| Activity 1 |
Rewrite the paragraph of the meditation story that begins "Before going to the retreat" as a shorter version that keeps its main facts.
| Activity 2 |
Answer these questions from the meditation story, giving each answer on its own line with the matching letter:
(a) Whom had Collette seen in their last moments?
(b) In how many days could Collette acquire the skill, according to the author?
(c) What heightened the pain through which the Dhamma came to Collette?
| Activity 3 |
Copy the stretch of the meditation story from "Before going to" through "to find out?", replacing "wisdom" with "insight" each time it appears.

| Document text |
Looking back, Collette said she realized that the pain-conquering experience alone is such an invaluable life asset. She now knows how to handle any physical or mental challenges in her life, right into the very last days of it.   Having seen grandparents and older relatives in their last moments, Collette knew how dreadful the pain for the terminally ill could be. When one becomes very ill with the kind of pain that modern medicine can no longer help, it is this very skill, mindfulness meditation skill, that we humans need the most.

Before going to the retreat, Collette never knew that, like everybody before her who gave 100%, she also has the capability to cultivate this valuable pain-conquering skill.    If the author had told her that she could acquire that in seven days, Collette would probably have said the author was crazy. Now it is Collette who enjoys telling her family and friends of that defining moment of hers, the moment she gained wisdom through the pain.

The lesson of this story is, do not worry that your physical condition may be a hindrance to your chance to gain wisdom from meditation.    For each one of us, there would be the most suitable conduit through which the Dhamma would occur. For Collette, it happened to be through a pain that was heightened by her physical condition. What would yours could be? Don't you want to find out?

Stored items
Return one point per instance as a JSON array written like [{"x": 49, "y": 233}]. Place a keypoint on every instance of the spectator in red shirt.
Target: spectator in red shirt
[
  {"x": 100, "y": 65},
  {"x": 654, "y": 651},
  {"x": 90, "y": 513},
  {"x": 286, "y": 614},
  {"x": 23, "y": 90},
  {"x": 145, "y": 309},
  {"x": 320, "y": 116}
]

| Task output 1 |
Before the retreat, Collette did not know she could develop the pain-conquering skill, as everyone who gave 100% before her had. She would likely have called the author crazy for saying she could learn it in seven days. Now she enjoys telling family and friends about the moment she gained wisdom through pain.

| Task output 2 |
(a) Her grandparents and older relatives.
(b) Seven days.
(c) Her physical condition.

| Task output 3 |
Before going to the retreat, Collette never knew that, like everybody before her who gave 100%, she also has the capability to cultivate this valuable pain-conquering skill.    If the author had told her that she could acquire that in seven days, Collette would probably have said the author was crazy. Now it is Collette who enjoys telling her family and friends of that defining moment of hers, the moment she gained insight through the pain.

The lesson of this story is, do not worry that your physical condition may be a hindrance to your chance to gain insight from meditation.    For each one of us, there would be the most suitable conduit through which the Dhamma would occur. For Collette, it happened to be through a pain that was heightened by her physical condition. What would yours could be? Don't you want to find out?